### BRIEF A:
Shift every coordinate in the answers of the photo-labeling rows below by adding 24 to each x and y value, and write out all the rows again with their requests included. Leave the pictures out.

### DOCUMENT SEGMENT:
________________________________________

I hate Detroit... they're like the Wizards--they get every call and still cry about every one they don't.


----------



## mizenkay (Dec 29, 2003)

skiles postgame quote (from shinky OTOB):

*"They complain about every call, all game long. It's what they do. And they are having a great season doing it" *


----------



## Frankensteiner (Dec 29, 2004)

mizenkay said:


> skiles postgame quote (from shinky OTOB):
> 
> *"They complain about every call, all game long. It's what they do. And they are having a great season doing it" *


I believe the full quote was "They _literally_ complain about every call..." 

Thought I'd point that out since you weren't paraphrasing.


----------



## SALO (Jun 6, 2002)

BCH said:


> I saw the end of the game and the part where Rip got tossed reminded me of his days with the Wizards playing against the Bulls. That first season when MJ came back and Rip played with him, I believe was the beginning of something between him and the Bulls for whatever reason. Back in those days Rip hated being mentioned as a sidekick to Jordan as well. Good times that the Bulls can get into his head like that.


Where the heck have you been? Welcome back. 

:boxing:


----------



## Frankensteiner (Dec 29, 2004)

Sad part about this game:

Antonio McDyess 8-10, 16 pts (6.9 avg)

Maurice Evans 5-8, 15 pts (5.4 avg)

Luol Deng 1-9, 6 pts

:sad:


----------



## char_renee (Dec 17, 2005)

detroit got 5 techs called against them and you cry baby's are blaming and saying detroit complains about calls. i guess that explains why your how many games under .500?i guess thats the pistons fault huh?edit know nothing about basketball!just feel grateful the refs bailed ya team out from being humilated at home and made the game closer then it actually shoulda been.


----------



## giantkiller7 (Feb 9, 2006)

char_renee said:


> detroit got 5 techs called against them and you cry baby's are blaming and saying detroit complains about calls. i guess that explains why your how many games under .500?i guess thats the pistons fault huh? edit know nothing about basketball!just feel grateful the refs bailed ya team out from being humilated at home and made the game closer then it actually shoulda been.


Richard Hamilton is a member of our boards guys!!!!

embodying the spirit of the team?

how ironic is it when a Detroit fan cries about not getting calls... lmao, I can't believe what I'm reading here.

Anyway, back to reasons why I hate the Pistons...

oh yeah--their fans...

it's quoted now so it ain't going away


----------



## bullsville (Jan 23, 2005)

k4e, why weren't you at the game?


----------



## BullSoxChicagosFinest (Oct 22, 2005)

char_renee said:


> detroit got 5 techs called against them and you cry baby's are blaming and saying detroit complains about calls. i guess that explains why your how many games under .500?i guess thats the pistons fault huh?edit know nothing about basketball!just feel grateful the refs bailed ya team out from being humilated at home and made the game closer then it actually shoulda been.


Don't you have a brawl to go participate in

At the very end, the Bulls were going to the basket and getting hit hard every game and got no call. I won't go as far as Dore but it is ridiculous. Then again, Detroit's history is playing dirty, getting calls, and still crying throughout the whole damn game. Oh well, I have a feeling they'll hit a wall (too many minutes), but whatever.

________________________________________

### MATERIAL SUPPLIED:

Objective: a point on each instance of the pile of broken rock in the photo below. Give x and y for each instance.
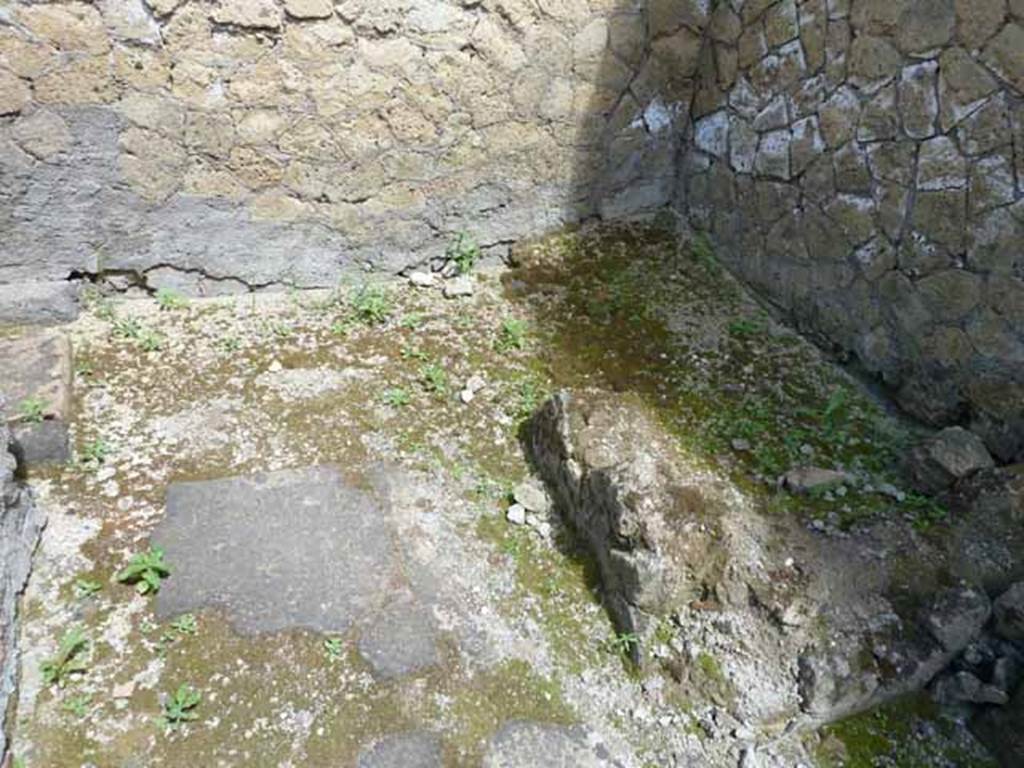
(785, 628)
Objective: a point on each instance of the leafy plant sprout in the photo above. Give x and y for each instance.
(179, 708)
(94, 453)
(396, 397)
(86, 588)
(70, 659)
(145, 570)
(334, 648)
(32, 410)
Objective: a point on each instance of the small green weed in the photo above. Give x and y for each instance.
(396, 397)
(150, 341)
(372, 304)
(69, 660)
(94, 453)
(464, 251)
(334, 647)
(748, 327)
(145, 570)
(512, 335)
(169, 299)
(32, 410)
(127, 328)
(179, 708)
(413, 321)
(185, 625)
(622, 644)
(434, 379)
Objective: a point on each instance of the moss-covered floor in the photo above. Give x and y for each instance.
(169, 390)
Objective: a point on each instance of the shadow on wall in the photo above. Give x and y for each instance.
(860, 163)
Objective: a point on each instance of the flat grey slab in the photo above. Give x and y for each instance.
(38, 365)
(524, 744)
(288, 549)
(413, 750)
(401, 640)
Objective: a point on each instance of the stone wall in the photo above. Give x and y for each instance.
(221, 145)
(861, 163)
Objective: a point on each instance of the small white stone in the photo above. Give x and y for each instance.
(423, 280)
(516, 514)
(461, 286)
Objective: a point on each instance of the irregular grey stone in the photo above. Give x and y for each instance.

________________________________________

### BRIEF B:
In the forum thread about the Pistons, edit everything from "embodying the spirit" down to "oh yeah--their fans..." so that "fans" reads "supporters", and give that passage back.

### FINISHED ANSWER A:
Objective: a point on each instance of the pile of broken rock in the photo below. Give x and y for each instance.
(809, 652)
Objective: a point on each instance of the leafy plant sprout in the photo above. Give x and y for each instance.
(203, 732)
(118, 477)
(420, 421)
(110, 612)
(94, 683)
(169, 594)
(358, 672)
(56, 434)
Objective: a point on each instance of the small green weed in the photo above. Give x and y for each instance.
(420, 421)
(174, 365)
(396, 328)
(93, 684)
(118, 477)
(488, 275)
(358, 671)
(772, 351)
(169, 594)
(536, 359)
(193, 323)
(56, 434)
(151, 352)
(203, 732)
(437, 345)
(209, 649)
(646, 668)
(458, 403)
Objective: a point on each instance of the moss-covered floor in the photo above. Give x and y for each instance.
(193, 414)
Objective: a point on each instance of the shadow on wall in the photo above. Give x and y for each instance.
(884, 187)
Objective: a point on each instance of the flat grey slab in the photo above. Give x and y for each instance.
(62, 389)
(548, 768)
(312, 573)
(437, 774)
(425, 664)
Objective: a point on each instance of the stone wall in the photo above. Give x and y for each instance.
(245, 169)
(885, 187)
Objective: a point on each instance of the small white stone in the photo above. Give x and y for each instance.
(447, 304)
(540, 538)
(485, 310)
Objective: a point on each instance of the irregular grey stone in the photo above. Give x and y for each instance.

### FINISHED ANSWER B:
embodying the spirit of the team?

how ironic is it when a Detroit fan cries about not getting calls... lmao, I can't believe what I'm reading here.

Anyway, back to reasons why I hate the Pistons...

oh yeah--their supporters...